HOW TO COMPLETE THIS TASK =
Copy out the listing that follows exactly, dropping every picture.

DATA FOR PROCESSING =
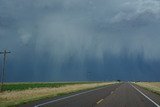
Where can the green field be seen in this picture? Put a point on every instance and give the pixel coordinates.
(24, 86)
(19, 93)
(151, 86)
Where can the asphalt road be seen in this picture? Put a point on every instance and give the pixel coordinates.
(117, 95)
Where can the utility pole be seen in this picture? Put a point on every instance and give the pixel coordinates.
(5, 52)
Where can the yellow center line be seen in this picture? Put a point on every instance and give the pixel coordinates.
(100, 101)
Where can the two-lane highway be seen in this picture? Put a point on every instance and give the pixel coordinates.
(116, 95)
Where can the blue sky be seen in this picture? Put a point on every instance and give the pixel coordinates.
(73, 40)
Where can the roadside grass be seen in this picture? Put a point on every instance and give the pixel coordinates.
(151, 86)
(17, 97)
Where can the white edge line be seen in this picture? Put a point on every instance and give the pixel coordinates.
(145, 96)
(67, 97)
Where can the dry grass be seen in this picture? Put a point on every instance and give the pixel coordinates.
(9, 98)
(153, 86)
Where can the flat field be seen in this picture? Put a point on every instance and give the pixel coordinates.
(19, 93)
(152, 86)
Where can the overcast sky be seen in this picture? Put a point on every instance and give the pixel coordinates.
(73, 40)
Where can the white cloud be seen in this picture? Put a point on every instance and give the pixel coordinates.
(133, 9)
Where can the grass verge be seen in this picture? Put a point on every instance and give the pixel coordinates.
(151, 86)
(17, 97)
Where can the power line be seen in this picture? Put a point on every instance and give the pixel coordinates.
(5, 52)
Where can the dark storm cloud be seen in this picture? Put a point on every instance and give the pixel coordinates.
(56, 40)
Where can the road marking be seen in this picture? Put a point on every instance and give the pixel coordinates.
(100, 101)
(49, 102)
(145, 96)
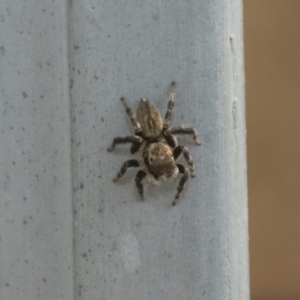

ANSWER BOX =
Where can the green field be seen in this picture? Put a point on every instance and give the pixel coordinates.
(24, 86)
(19, 93)
(151, 86)
Where can the asphalt road be seen in this picture? Put a point on every instance and give the pixel coordinates.
(117, 95)
Where can the utility pole be seen in this picture? Put a point on every instance and give the pixel coordinates.
(5, 52)
Where can the yellow center line be seen in this picture? Put a point on every instance and give the pixel coordinates.
(100, 101)
Where can the two-lane highway be seen in this picture? Put a point on every instance and give the pixel coordinates.
(116, 95)
Where can the blue sky be seen in this picture? Put a point on every instance and give the pixel coordinates.
(73, 40)
Where can the roadside grass be seen in this picture? Put a point on every instance and give the pixel coordinates.
(151, 86)
(17, 97)
Where can the white edge line be seen in this picture? Put a point on every instance and give the pixel coordinates.
(145, 96)
(67, 97)
Where can the dry grass be seen in this picture? Put a point on every instance and give the pixel coordinates.
(9, 98)
(153, 86)
Where can the flat field be seen in this picture? Put a point on every instance and give the pixel coordinates.
(19, 93)
(152, 86)
Where can the overcast sky be seen in this picture? Put a point on every instance and give the pixel coordinates.
(73, 40)
Where can the white cloud be seen in this picture? Put a point on every instance and give the pixel coordinates.
(133, 9)
Where can the grass verge be seen in this picture? Put a point on every instance and give the pixel coordinates.
(151, 86)
(17, 97)
Where can the power line be seen in this picture? Put a point on every instance and give the pixel coordinates.
(5, 52)
Where can the dark storm cloud be seen in this picture? Put a point on every instance and give the pixel coordinates.
(56, 40)
Where can the road marking be seen in this picture? Put a point on every instance and give the pixel coordinates.
(100, 101)
(49, 102)
(145, 96)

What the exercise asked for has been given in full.